*Task directions*
Everything in the data below is left aside except the lines from the one containing "Target: tree foliage" through the one containing "concrete wall, pixel"; repeat those exactly.

START The input

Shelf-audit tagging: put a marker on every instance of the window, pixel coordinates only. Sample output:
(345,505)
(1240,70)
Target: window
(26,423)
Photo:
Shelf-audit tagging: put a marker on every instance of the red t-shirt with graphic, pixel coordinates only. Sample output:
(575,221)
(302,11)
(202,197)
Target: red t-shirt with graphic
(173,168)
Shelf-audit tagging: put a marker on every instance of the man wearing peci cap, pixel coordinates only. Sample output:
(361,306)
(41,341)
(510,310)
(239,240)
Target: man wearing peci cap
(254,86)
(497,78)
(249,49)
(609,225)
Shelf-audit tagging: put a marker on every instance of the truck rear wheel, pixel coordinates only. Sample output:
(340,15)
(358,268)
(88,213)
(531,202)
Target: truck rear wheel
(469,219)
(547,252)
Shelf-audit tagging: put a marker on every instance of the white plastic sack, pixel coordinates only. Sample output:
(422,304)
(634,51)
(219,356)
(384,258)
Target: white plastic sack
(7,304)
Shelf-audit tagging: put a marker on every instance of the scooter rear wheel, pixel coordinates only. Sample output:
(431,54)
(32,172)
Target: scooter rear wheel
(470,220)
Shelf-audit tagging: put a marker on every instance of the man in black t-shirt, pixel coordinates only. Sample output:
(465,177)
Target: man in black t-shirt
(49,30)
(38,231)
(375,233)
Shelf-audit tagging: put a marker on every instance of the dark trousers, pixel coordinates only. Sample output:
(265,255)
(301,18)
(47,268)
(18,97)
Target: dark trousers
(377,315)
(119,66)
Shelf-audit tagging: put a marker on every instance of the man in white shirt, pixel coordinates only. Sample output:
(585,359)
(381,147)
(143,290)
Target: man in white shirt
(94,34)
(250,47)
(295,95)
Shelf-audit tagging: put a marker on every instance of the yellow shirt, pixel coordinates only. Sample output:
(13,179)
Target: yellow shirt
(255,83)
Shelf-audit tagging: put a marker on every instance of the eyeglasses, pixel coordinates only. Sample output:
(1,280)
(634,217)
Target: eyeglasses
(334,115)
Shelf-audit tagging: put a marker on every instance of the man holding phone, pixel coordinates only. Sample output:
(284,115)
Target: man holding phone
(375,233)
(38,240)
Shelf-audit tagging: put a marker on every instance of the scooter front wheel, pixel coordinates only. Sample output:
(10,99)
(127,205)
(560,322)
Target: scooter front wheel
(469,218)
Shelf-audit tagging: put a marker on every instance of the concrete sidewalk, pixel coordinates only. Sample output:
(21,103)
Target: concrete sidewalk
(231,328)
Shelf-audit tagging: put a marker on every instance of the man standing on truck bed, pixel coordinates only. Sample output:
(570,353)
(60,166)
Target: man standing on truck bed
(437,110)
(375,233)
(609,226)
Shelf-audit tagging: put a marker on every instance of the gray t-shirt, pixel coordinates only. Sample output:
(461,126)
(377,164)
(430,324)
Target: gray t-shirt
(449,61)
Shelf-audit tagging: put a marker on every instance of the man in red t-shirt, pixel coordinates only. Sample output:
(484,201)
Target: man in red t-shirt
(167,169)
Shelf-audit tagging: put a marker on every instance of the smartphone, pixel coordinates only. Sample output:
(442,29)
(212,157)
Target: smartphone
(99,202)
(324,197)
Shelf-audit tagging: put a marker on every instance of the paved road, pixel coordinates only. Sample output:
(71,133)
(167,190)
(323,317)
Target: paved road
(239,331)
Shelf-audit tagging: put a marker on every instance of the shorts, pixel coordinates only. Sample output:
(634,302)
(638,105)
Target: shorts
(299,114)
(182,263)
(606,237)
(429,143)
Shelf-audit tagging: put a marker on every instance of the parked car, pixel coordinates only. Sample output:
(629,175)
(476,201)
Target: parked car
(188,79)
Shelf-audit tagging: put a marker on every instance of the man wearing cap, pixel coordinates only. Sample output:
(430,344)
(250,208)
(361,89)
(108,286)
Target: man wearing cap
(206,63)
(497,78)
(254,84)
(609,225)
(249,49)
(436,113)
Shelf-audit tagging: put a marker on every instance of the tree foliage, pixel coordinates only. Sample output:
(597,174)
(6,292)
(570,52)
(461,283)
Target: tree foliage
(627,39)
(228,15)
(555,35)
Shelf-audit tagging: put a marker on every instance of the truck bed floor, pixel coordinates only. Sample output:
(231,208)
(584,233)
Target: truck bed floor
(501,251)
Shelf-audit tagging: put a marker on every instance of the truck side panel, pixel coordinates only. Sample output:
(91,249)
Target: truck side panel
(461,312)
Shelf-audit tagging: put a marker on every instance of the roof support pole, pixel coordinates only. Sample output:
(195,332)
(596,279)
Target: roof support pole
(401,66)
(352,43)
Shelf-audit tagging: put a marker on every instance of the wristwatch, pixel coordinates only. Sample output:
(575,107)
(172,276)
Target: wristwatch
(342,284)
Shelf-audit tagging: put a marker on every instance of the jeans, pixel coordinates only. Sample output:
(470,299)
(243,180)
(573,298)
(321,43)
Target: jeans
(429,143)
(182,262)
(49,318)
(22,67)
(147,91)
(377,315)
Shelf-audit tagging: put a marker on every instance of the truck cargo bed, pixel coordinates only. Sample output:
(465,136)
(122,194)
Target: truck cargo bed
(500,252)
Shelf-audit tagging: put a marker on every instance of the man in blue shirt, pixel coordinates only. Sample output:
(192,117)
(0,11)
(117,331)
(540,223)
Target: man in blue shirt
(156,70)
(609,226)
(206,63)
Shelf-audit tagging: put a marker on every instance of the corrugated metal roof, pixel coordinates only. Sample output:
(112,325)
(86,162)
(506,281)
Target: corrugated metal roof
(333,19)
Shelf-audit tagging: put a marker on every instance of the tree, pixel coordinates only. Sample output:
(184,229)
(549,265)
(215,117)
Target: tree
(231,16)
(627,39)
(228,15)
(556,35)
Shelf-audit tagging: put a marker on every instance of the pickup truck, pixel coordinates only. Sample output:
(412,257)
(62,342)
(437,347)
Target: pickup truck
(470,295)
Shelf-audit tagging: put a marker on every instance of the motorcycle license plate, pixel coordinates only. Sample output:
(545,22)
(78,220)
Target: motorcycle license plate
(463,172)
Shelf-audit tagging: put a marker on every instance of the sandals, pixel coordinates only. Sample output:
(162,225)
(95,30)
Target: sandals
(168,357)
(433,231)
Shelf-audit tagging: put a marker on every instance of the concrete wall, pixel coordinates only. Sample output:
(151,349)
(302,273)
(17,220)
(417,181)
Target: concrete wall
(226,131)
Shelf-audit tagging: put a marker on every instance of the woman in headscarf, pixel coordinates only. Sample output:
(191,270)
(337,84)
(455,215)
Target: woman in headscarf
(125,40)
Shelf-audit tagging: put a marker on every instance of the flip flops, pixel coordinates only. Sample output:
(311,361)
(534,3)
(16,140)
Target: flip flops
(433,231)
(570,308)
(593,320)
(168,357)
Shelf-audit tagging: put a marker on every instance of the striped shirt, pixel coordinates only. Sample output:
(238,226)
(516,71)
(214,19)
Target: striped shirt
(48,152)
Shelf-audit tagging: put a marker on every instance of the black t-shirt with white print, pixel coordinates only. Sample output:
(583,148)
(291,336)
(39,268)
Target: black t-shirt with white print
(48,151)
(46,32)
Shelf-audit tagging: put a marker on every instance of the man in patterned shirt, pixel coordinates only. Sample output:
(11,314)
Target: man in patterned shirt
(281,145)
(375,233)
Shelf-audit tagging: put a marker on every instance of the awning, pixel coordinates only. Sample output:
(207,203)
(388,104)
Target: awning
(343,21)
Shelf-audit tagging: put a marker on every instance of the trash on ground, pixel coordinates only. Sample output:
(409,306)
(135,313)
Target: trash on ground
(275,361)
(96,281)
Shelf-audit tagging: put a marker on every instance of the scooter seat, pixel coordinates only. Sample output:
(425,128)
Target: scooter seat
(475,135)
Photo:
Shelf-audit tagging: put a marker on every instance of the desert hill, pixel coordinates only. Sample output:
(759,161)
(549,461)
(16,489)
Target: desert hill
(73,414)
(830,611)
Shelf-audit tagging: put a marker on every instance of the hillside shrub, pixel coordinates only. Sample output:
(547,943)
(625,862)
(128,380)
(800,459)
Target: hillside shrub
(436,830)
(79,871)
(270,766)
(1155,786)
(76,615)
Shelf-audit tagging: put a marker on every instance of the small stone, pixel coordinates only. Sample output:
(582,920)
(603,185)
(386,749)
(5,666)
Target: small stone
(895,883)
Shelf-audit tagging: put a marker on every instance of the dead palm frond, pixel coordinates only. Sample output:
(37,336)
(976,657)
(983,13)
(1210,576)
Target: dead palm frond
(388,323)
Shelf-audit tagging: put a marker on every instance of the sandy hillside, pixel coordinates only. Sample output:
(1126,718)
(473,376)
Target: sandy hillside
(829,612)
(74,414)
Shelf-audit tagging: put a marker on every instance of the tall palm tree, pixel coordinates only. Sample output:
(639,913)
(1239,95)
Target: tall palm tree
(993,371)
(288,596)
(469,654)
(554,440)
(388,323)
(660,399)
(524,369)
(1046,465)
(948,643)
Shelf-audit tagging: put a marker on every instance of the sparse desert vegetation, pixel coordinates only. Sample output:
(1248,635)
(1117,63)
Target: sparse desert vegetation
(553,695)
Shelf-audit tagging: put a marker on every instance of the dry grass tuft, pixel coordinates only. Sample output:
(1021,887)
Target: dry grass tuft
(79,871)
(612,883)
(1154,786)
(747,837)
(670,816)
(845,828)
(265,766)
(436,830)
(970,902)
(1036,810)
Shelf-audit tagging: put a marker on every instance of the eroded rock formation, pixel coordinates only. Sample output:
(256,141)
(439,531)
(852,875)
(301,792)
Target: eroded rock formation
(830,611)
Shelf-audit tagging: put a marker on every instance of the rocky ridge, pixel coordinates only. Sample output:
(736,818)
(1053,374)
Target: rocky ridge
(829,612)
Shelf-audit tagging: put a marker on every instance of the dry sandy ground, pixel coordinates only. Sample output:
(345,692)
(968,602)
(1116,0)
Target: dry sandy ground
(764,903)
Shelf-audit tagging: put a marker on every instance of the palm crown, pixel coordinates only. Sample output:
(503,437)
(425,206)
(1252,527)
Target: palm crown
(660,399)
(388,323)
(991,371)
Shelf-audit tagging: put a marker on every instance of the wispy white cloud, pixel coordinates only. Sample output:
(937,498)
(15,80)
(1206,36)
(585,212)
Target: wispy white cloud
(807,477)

END The input

*Task answer*
Target: tree foliage
(627,39)
(228,15)
(555,35)
Shelf-audit tagging: put a marker on every instance of the truck bed floor, pixel coordinates only. Sample output:
(231,208)
(584,233)
Target: truck bed floor
(501,251)
Shelf-audit tagging: put a marker on every instance of the truck side panel, pixel coordinates only. Sample output:
(91,249)
Target: truck side panel
(461,312)
Shelf-audit tagging: put a marker on every instance of the roof support pole, pixel coordinates only. Sample output:
(195,332)
(596,279)
Target: roof support pole
(401,66)
(352,43)
Shelf-audit tagging: put a marker on every instance of the wristwatch, pixel coordinates only. Sample output:
(575,107)
(172,276)
Target: wristwatch
(342,284)
Shelf-audit tagging: put a marker on every instance of the jeans, pixel coordinates only. Sample output:
(470,299)
(243,180)
(573,298)
(321,43)
Target: jeans
(429,143)
(182,262)
(49,318)
(22,67)
(147,91)
(377,315)
Shelf-audit tagging: put a marker on every instance of the truck cargo bed, pixel coordinates only. Sample output:
(465,136)
(122,194)
Target: truck cargo bed
(500,252)
Shelf-audit tagging: put a marker on every instance of the man in blue shirt, pixel coordinates only. Sample output:
(192,117)
(0,11)
(117,331)
(540,223)
Target: man in blue shirt
(156,70)
(609,226)
(206,63)
Shelf-audit tagging: put a marker on every instance of the corrugated metal roof, pixel coordinates only. Sample output:
(112,325)
(86,162)
(506,281)
Target: corrugated metal roof
(333,19)
Shelf-audit tagging: put a marker on every instance of the tree, pixel coordinates only. Sample output:
(184,229)
(549,265)
(215,117)
Target: tree
(231,16)
(627,39)
(228,15)
(556,35)
Shelf-audit tagging: put a marker on every instance of the pickup truck, pixel coordinates only. Sample output:
(412,257)
(62,342)
(437,347)
Target: pickup truck
(470,295)
Shelf-audit tagging: put a marker on every instance of the motorcycle license plate, pixel coordinates only. Sample output:
(545,22)
(78,220)
Target: motorcycle license plate
(463,172)
Shelf-audit tagging: put a marker on every instance of the sandals, pixel coordinates only. Sample output:
(162,225)
(95,30)
Target: sandals
(168,357)
(433,231)
Shelf-audit tagging: put a marker on every instance of the concrete wall, pixel coordinates only. Sample output:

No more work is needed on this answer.